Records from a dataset
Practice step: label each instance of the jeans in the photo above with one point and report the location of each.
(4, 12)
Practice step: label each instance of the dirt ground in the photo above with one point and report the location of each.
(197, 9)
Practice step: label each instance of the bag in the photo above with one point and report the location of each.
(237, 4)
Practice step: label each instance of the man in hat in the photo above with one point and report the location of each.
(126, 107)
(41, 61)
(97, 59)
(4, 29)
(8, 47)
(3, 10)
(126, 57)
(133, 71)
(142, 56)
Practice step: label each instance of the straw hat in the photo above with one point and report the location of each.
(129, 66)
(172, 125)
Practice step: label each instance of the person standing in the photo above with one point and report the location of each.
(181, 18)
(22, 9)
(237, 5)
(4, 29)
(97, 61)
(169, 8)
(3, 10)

- **INSTRUCTION**
Rewrite the listing above, replacing "instance" with "occurrence" everywhere it appears and leaving everything else unchanged.

- **EXERCISE OUTPUT**
Practice step: label each occurrence of the jeans in the photo above with one point and report the location of each.
(4, 12)
Practice step: label each occurrence of the dirt ground in the photo above with one point and report the location of each.
(197, 9)
Practice step: label each occurrence of the bag in the photo above with one point and report the location of each.
(237, 4)
Practice step: label each occurrence of the man in hat in the photo above with one point and report the location of each.
(126, 107)
(41, 61)
(97, 59)
(4, 29)
(8, 47)
(3, 10)
(126, 57)
(133, 71)
(142, 56)
Practice step: label each occurrence of the straw hat in the photo above with one point and report the location of each.
(129, 66)
(172, 125)
Practice step: label each occurrence of the person standing in the photo above with one point and report the location of each.
(181, 18)
(22, 9)
(237, 5)
(4, 29)
(97, 61)
(169, 8)
(3, 10)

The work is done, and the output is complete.